# WHAT THE TASK ASKS:
Some lines in the data below hold the string "tiled". Report how many, as a bare number.

# DATA:

——

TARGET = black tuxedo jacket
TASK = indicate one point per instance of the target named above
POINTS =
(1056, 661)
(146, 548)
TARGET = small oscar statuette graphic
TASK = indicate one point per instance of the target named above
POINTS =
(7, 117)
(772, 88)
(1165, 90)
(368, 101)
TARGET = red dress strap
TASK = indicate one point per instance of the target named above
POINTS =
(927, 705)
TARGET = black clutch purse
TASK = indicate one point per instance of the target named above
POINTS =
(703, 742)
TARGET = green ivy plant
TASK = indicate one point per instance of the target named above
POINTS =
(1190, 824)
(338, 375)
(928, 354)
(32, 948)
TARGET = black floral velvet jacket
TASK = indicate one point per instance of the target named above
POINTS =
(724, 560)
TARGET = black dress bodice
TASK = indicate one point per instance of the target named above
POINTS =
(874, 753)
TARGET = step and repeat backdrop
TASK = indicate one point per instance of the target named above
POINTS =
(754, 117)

——

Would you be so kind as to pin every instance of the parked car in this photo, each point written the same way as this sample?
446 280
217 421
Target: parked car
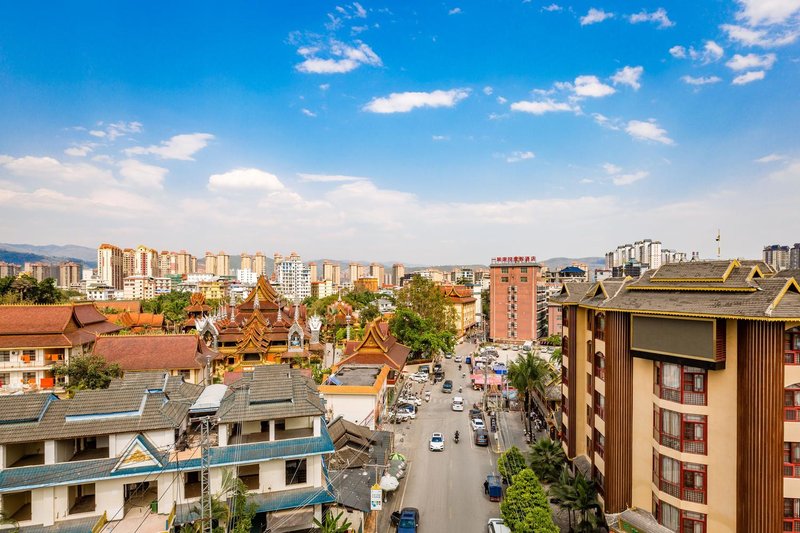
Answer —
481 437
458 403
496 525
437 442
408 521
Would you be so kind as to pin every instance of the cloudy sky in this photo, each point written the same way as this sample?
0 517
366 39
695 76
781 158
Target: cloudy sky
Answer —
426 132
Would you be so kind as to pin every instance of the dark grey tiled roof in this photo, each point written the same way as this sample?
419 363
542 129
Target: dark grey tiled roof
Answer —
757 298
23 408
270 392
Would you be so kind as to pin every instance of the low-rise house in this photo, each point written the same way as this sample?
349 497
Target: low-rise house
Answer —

——

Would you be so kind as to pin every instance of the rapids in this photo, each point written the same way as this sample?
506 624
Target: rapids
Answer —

——

# ANSWER SPACE:
2